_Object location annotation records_
+ + + + +
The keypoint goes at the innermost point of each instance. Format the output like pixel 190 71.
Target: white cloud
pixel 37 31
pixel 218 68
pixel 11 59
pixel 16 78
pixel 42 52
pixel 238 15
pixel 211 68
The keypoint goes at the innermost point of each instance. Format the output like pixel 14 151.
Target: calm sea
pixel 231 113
+ + + + +
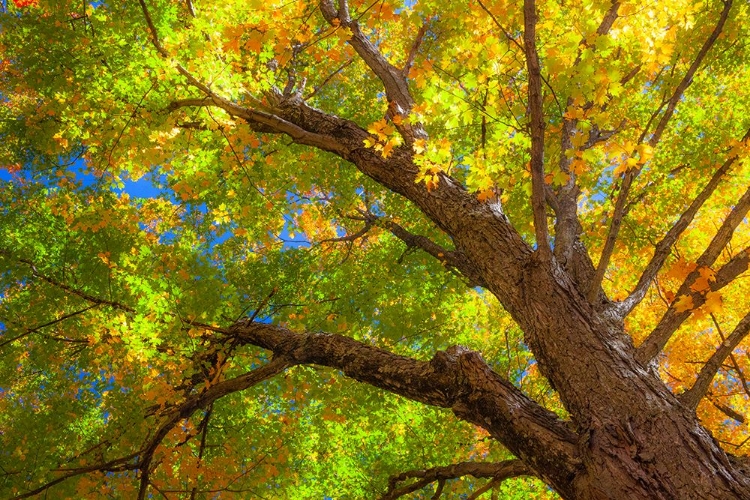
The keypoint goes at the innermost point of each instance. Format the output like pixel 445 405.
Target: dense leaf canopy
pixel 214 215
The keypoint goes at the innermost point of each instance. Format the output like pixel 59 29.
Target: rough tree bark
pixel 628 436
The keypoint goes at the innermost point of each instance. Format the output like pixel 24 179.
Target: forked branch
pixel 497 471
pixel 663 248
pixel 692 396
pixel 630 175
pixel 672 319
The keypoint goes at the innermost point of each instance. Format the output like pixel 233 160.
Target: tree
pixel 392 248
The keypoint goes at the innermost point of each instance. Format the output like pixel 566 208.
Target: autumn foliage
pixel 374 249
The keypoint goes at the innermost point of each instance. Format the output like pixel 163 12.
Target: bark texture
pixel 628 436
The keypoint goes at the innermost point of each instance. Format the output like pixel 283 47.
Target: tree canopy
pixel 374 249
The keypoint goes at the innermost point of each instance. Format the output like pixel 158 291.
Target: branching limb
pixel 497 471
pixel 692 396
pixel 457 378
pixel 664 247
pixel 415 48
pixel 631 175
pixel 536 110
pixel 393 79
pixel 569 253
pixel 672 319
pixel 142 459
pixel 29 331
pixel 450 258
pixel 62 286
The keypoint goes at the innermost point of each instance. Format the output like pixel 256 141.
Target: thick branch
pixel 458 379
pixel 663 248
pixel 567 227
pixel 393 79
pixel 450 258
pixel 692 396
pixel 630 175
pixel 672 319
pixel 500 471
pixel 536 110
+ + + + +
_Given request_
Output the records as a Markdown table with the columns "Row" and "Line," numbering each line and omitting blank lines. Include only the lines that begin at the one containing "pixel 566 208." and stop after the one containing "pixel 62 286".

_Solution to the problem_
| Row | Line |
|---|---|
| 1 | The keypoint goes at the innermost point of each instance. Format the output like pixel 566 208. |
| 2 | Target: autumn foliage |
| 3 | pixel 374 249 |
| 4 | The keypoint goes at the innermost point of each instance. Format the output like pixel 163 12. |
| 5 | Target: bark texture |
| 6 | pixel 628 436 |
| 7 | The keypoint goes at the innermost point of each instance. Format the output like pixel 283 47. |
| 8 | Target: tree canopy |
| 9 | pixel 374 249 |
| 10 | The keypoint goes at the innermost point of each instance. Format the output like pixel 158 291. |
| 11 | Target: branching limb |
| 12 | pixel 497 471 |
| 13 | pixel 692 396 |
| 14 | pixel 457 378 |
| 15 | pixel 664 247 |
| 16 | pixel 415 48 |
| 17 | pixel 631 175 |
| 18 | pixel 536 110 |
| 19 | pixel 393 79 |
| 20 | pixel 569 253 |
| 21 | pixel 672 319 |
| 22 | pixel 142 459 |
| 23 | pixel 29 331 |
| 24 | pixel 450 258 |
| 25 | pixel 62 286 |